__Data to process__.
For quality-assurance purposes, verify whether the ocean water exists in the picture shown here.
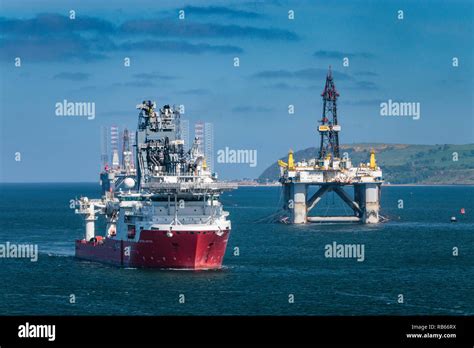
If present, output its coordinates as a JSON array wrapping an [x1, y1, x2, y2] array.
[[0, 184, 474, 315]]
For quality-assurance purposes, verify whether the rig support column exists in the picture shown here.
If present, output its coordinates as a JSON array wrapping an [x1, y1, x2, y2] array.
[[289, 183, 308, 224], [354, 183, 380, 224]]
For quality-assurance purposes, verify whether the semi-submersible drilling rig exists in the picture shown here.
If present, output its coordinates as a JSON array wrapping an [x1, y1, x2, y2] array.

__What needs to be done__.
Reproduce every line of the records above word for word, omitting the picture.

__The completed task__.
For quality-assurance purposes, verify whether the ocean water exists in the picture shown here.
If present, output its coordinates as a JSON array wrapping an [x1, y1, x2, y2] array.
[[0, 184, 474, 315]]
For quality-assurance purposes, verify whether the rig support column exists in the picture shown here.
If present, output its coordinates as a JSON array wrapping an [x1, y1, x2, y2] array.
[[289, 183, 308, 224], [354, 183, 380, 224]]
For quality-assurance purposes, verify whether the semi-submersible drilling rig exists in the picture shown here.
If present, output its coordinates as a JSON array wrapping an [x1, y1, x2, y2] array.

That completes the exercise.